● **Given entries**:
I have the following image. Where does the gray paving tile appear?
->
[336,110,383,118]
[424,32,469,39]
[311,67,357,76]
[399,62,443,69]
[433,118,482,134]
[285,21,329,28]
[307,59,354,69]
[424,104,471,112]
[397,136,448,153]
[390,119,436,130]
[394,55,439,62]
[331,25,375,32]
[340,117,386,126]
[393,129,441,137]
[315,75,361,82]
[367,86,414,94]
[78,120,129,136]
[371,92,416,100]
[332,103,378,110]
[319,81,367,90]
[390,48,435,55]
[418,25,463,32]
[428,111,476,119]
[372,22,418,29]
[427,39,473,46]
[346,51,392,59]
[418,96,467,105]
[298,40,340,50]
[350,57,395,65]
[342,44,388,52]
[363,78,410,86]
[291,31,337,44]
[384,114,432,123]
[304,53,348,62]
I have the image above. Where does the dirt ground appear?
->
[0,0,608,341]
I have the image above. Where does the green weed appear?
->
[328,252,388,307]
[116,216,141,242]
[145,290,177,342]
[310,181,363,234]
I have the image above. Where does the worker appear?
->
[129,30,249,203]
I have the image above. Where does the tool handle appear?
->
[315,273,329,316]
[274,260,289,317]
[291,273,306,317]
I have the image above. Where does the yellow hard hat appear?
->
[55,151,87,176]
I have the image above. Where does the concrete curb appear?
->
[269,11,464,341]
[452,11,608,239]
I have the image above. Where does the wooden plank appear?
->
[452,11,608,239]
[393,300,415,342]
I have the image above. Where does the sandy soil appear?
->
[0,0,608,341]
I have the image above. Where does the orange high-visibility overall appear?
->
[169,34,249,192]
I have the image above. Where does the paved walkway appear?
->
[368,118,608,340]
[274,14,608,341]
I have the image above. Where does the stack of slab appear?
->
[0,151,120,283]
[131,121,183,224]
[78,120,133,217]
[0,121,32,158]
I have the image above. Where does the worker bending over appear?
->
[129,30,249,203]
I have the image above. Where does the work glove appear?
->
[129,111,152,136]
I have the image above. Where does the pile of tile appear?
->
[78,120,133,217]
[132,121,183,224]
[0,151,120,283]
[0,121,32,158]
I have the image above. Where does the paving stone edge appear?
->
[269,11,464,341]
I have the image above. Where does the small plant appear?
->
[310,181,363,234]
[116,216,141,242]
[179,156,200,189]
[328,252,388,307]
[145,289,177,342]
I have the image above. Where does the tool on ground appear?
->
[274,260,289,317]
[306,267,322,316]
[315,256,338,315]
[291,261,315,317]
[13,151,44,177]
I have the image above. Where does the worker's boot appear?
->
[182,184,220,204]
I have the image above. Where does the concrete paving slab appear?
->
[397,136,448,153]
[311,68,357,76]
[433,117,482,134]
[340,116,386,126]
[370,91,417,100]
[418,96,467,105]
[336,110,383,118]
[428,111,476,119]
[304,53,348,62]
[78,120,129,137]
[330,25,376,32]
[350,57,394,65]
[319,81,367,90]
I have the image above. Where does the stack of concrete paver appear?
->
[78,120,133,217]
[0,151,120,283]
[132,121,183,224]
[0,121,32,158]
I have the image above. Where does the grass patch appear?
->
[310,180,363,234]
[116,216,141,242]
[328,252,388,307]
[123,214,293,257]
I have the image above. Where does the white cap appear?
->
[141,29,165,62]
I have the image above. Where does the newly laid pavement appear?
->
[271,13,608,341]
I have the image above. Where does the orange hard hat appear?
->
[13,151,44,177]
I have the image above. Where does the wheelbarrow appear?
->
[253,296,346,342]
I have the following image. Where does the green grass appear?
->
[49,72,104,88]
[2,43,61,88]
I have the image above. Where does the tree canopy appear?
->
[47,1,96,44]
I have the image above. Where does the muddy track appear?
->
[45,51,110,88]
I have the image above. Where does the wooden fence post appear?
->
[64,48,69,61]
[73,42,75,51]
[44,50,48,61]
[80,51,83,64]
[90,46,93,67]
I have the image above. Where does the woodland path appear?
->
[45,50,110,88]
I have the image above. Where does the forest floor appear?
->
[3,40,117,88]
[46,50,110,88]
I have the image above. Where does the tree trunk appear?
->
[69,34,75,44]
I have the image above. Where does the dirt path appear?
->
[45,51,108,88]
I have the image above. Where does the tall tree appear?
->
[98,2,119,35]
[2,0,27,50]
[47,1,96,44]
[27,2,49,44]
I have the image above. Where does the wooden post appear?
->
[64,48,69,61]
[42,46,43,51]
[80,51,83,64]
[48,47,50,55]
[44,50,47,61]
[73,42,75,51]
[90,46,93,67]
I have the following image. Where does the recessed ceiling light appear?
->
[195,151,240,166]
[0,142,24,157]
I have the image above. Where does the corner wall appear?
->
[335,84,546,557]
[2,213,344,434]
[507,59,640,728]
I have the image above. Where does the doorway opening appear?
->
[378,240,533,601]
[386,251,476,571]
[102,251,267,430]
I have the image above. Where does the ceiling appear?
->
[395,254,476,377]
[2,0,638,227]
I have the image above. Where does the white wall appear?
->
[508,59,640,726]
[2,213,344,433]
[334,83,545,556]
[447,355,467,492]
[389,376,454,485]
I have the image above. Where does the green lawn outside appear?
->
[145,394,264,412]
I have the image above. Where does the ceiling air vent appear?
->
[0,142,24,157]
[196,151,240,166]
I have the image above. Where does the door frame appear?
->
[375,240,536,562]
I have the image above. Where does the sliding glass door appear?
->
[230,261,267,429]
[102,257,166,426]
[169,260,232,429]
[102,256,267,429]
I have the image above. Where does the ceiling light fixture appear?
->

● **Task requirements**: Switch "worker" to "laborer" throughout the lines above, leaving everything else unchanged.

● **Correct answer**:
I have the following image. Where does the gray paving tile appear?
->
[336,110,383,118]
[424,32,469,39]
[311,67,357,76]
[399,62,443,69]
[433,118,482,134]
[285,21,329,28]
[307,59,354,69]
[424,104,471,112]
[397,136,448,153]
[390,119,436,130]
[394,55,439,62]
[331,25,375,32]
[340,117,386,126]
[393,129,441,137]
[315,75,361,82]
[367,86,414,94]
[78,120,129,136]
[371,92,416,100]
[332,103,378,110]
[319,81,367,90]
[390,48,435,55]
[418,25,463,32]
[428,111,476,119]
[372,22,418,29]
[427,39,473,46]
[346,51,392,59]
[418,96,467,105]
[298,40,340,50]
[350,57,395,65]
[342,44,388,52]
[363,78,410,86]
[291,31,337,44]
[384,114,432,123]
[304,53,348,62]
I have the image above. Where does the dirt ground appear?
->
[0,0,608,341]
I have the image above. Where does the green weed appear?
->
[328,252,388,307]
[116,216,141,242]
[145,290,177,342]
[310,181,363,234]
I have the image above. Where does the laborer appear?
->
[129,30,249,203]
I have the image above. Where does the tool handle appear?
->
[315,273,329,316]
[274,260,289,317]
[291,273,306,317]
I have the image above. Where does the yellow hard hat appear?
->
[55,151,87,176]
I have the image above. Where does the concrete curb appear?
->
[269,11,464,341]
[452,11,608,239]
I have the image above. Where does the wooden plank appear?
->
[452,11,608,239]
[393,300,415,342]
I have the image above. Where does the sandy soil appear?
->
[0,0,608,341]
I have the image above. Where does the orange high-visibility overall appear?
->
[169,34,249,192]
I have the image above. Where does the paved walkway appear?
->
[368,118,608,340]
[274,14,608,341]
I have the image above. Where does the stack of slab appear?
->
[0,151,120,283]
[131,121,183,224]
[78,120,133,217]
[0,121,32,158]
I have the image above. Where does the laborer bending over appear?
->
[129,30,249,203]
I have the image above. Where does the work glove appear?
->
[129,111,152,136]
I have the image above. Where does the pile of tile appear?
->
[78,120,133,217]
[132,121,183,224]
[0,151,120,283]
[0,121,32,158]
I have the image above. Where does the paving stone edge appear?
->
[269,11,464,341]
I have the image above. Where does the small plant appear?
->
[310,181,363,234]
[116,216,141,242]
[179,156,200,189]
[328,252,388,307]
[145,289,177,342]
I have the image above. Where does the tool on ground appear?
->
[274,260,289,317]
[306,267,322,316]
[315,256,338,315]
[291,261,315,317]
[13,151,44,177]
I have the image above. Where does the laborer's boot appear?
->
[182,184,220,204]
I have the image above. Where does the concrete paving slab appear?
->
[397,136,448,153]
[311,68,357,76]
[433,117,482,134]
[340,116,386,126]
[370,91,417,100]
[418,96,467,105]
[336,110,383,118]
[428,111,476,119]
[304,53,348,62]
[78,120,129,137]
[330,25,376,32]
[350,57,394,65]
[319,81,367,90]
I have the image above. Where does the stack of concrete paver appear?
->
[78,120,133,217]
[0,151,120,283]
[132,121,183,224]
[0,121,32,158]
I have the image above. Where does the grass patch appear?
->
[310,180,363,234]
[116,216,141,242]
[328,252,388,307]
[123,214,293,257]
I have the image above. Where does the white cap appear?
->
[141,29,165,62]
I have the image above. Where does the newly laid pavement appear?
->
[271,13,608,341]
I have the image above. Where does the orange hard hat appear?
->
[13,151,44,177]
I have the image above. Where does the wheelbarrow appear?
->
[253,296,346,342]
I have the following image. Where does the green grass appear?
->
[49,72,104,88]
[2,43,61,88]
I have the image above. Where does the tree canopy appear?
->
[47,1,96,44]
I have the image above. Where does the muddy track appear?
->
[45,51,110,88]
I have the image above. Where does the wooden fence post appear?
->
[64,48,69,61]
[73,42,75,51]
[44,50,48,61]
[80,51,83,64]
[90,46,93,67]
I have the image above. Where does the woodland path appear?
->
[45,50,110,88]
I have the image above. Where does the forest floor appear?
->
[3,40,117,88]
[46,50,110,88]
I have the image above. Where does the tree trunk appear?
->
[69,34,75,44]
I have the image above. Where does the dirt path appear?
->
[45,51,108,88]
I have the image above. Where does the tall tree appear?
->
[98,2,119,35]
[2,0,27,50]
[47,1,96,44]
[27,2,49,44]
I have the image above. Where does the wooden post appear?
->
[64,48,69,61]
[42,46,43,51]
[80,51,83,64]
[48,47,50,55]
[44,50,47,61]
[73,42,75,51]
[90,46,93,67]
I have the following image. Where does the recessed ceiling light appear?
->
[195,151,240,166]
[0,142,24,157]
I have the image above. Where does the corner wall appear?
->
[335,84,546,557]
[2,213,344,434]
[507,59,640,728]
I have the image above. Where does the doorway opening appear?
->
[378,240,533,601]
[386,251,476,571]
[102,251,267,430]
I have the image above. Where does the ceiling appear?
->
[395,254,476,377]
[2,0,638,227]
I have the image above. Where does the white wall appear?
->
[508,59,640,726]
[2,213,344,433]
[334,83,545,556]
[447,355,467,492]
[389,376,454,485]
I have the image above. Where does the green lawn outside appear?
->
[145,394,264,412]
I have the image above. Where does the ceiling air vent appear?
->
[0,142,24,157]
[196,151,240,166]
I have the image above. Where does the door frame appear?
->
[375,240,536,562]
I have the image above. Where does the sliding glass door appear?
->
[230,261,267,429]
[102,257,166,426]
[169,260,232,429]
[102,256,267,429]
I have the image above. Where does the ceiling light fixture appear?
->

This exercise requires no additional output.